Bacaan yang Diberikan:
Pagi tadi dalam siaran televisi saya menyaksikan sebuah keajaiban. Keajaiban tingkah laku para pengamat aktivitas gunung berapi, namanya gunung Merapi. Saya cukup akrab dengan gunung ini karena leluhur saya berasal dari daerah tersebut. Bahkan detik ini, ketika tulisan ini dibuat, Ibu saya sedang menemani Kakek saya di Kaliurang sana, di kaki gunung Merapi. Konon disana masih aman dari ancaman aktivitas vulkanik yang sudah berjalan sekitar satu minggu ini, hanya pernah kebagian debu. Mudah – mudahan aman terus. Soalnya pada erupsi gunung tersebut beberapa tahun lalu, lahar dingin sempat membludak di kali Boyong –berikut gelundungan batu – batu kali segede ampun. Kali Boyong adalah sebuah kali yang menembus desa leluhur. Pas itu laharnya meluap nggak karu – karuan sehingga menggenangi sawah dan masuk rumah seperti pada banjir – banjir umumnya di Jakarta. Cuma kalo di Jakarta yang masuk rumah adalah air, nah yang di desa leluhur adalah lahar dingin. Ngepelnya berat. Bahkan untuk mencari kain pel-nya saja sudah susah karena terhanyut.

Saya sebut 'ajaib' karena ada interpretasi unik tentang bentuk awan atau asap yang muncul dari kawah Sang Gunung Merapi yang menjadi legenda ini. Dikabarkan –dari siaran televisi—bahwa semburan asap kawah tersebut membentuk wajah tokoh wayang purwo, Petruk. Dalam siaran tersebut sempat ditayangkan, memang sih mirip banget dengan Petruk. Mulai dari hidung mancungnya yang ditiru Pinokio, atau kuncir rambutnya. Cuma kuncirnya terlalu melengkung, menurut saya.
Para pengamat gunung berapi –pengamat mistikal ini-- menyatakan bahwa penampakan rupa mBah Petruk ini merupakan pertanda. "Pertanda bahwa Pemimpin Bangsa ini kurang memperhatikan rakyatnya", seingat saya begitu ujar seseorang yang diwawancarai di televisi tersebut.

Mungkin postulatnya tidak salah. Memang asapnya berbentuk mBah Petruk. Juga, bisa jadi –seperti pendapat banyak orang— rakyat bangsa ini memang banyak yang merasa hidup susah dan patut dapat perhatian lebih dari pemerintah. Dua pernyataan ini bisa jadi benar. Namun, masalahnya adalah apakah ada hubungan logis antara gambaran asap gunung dengan performa pemerintahan ? Inilah yang dalam kasus 'asap Petruk' ini akhirnya dijawab oleh dunia mistikal kali ini. Apalagi ini memang gunung yang me-legenda. Demikian me-legenda sehingga acapkali bersentuhan dengan dunia mistis dan wacana klenik. Sebut saya kisah mBah Marijan Sang Juru Kunci Gunung Merapi yang eksotis layaknya cerita jaman Walisongo itu.

Tugas:
[1] Menurut tulisan tentang asap Gunung Merapi, semburan asap kawah itu dikabarkan membentuk wajah tokoh wayang siapa?
[2] Teruskan tulisan tentang asap Gunung Merapi dengan menulis bagian berikutnya setelah kalimat terakhirnya.

Data:

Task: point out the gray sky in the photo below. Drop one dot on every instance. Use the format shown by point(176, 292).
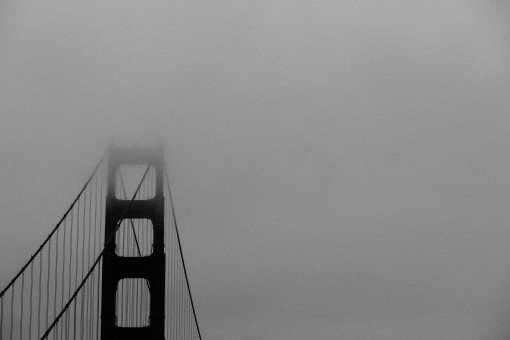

Kumpulan Jawaban:
[1] Petruk, tokoh wayang purwo.

[2]
Saya tak hendak menuliskan ihwal mistik terlalu jauh. Sudah banyak siaran televisi yang memuakkan perut dengan tayangan hantu dan dedemit. Ihwal pemerintahan juga sudah banyak dikupas di media hingga membosankan. Namun, preseden seperti layaknya era Walisongo ini setidaknya menyimpan satu hal kemungkinan lain. Bahwa ada harapan – harapan yang semestinya disampaikan dan diaspirasikan melewati jalur logis, bisa jadi mentok dan mentok dan lagi – lagi mentok sehingga akhirnya ditempuhkan jalur mistik.

Secara lazim manusia memang selalu dihadapkan kepada persoalan - persoalan, dan lantas secara natural instingnya akan bergerak untuk menyelesaikan persoalan tersebut dengan cara logis - materialistis. Tindakan awal umumnya selalu berupa 'tindakan nyata'. Misalnya ketika seorang manusia lapar, maka secara logis - materialistis dia akan mencari makan. Namun ketika jalur logis - materialistis sudah mentok, tak jarang jalur spiritual ditempuh. Bila tetap saja kelaparan, bisa jadi orang tadi akan meminta kepada roh halus untuk mencarikan makan, atau berdo'a kepada Tuhan agar memberikannya rejeki dari arah yang tidak disangka – sangka. Dua cara ini ada di jalur spiritual, yang satu mistis, satunya lagi mengikuti ajaran agama samawi.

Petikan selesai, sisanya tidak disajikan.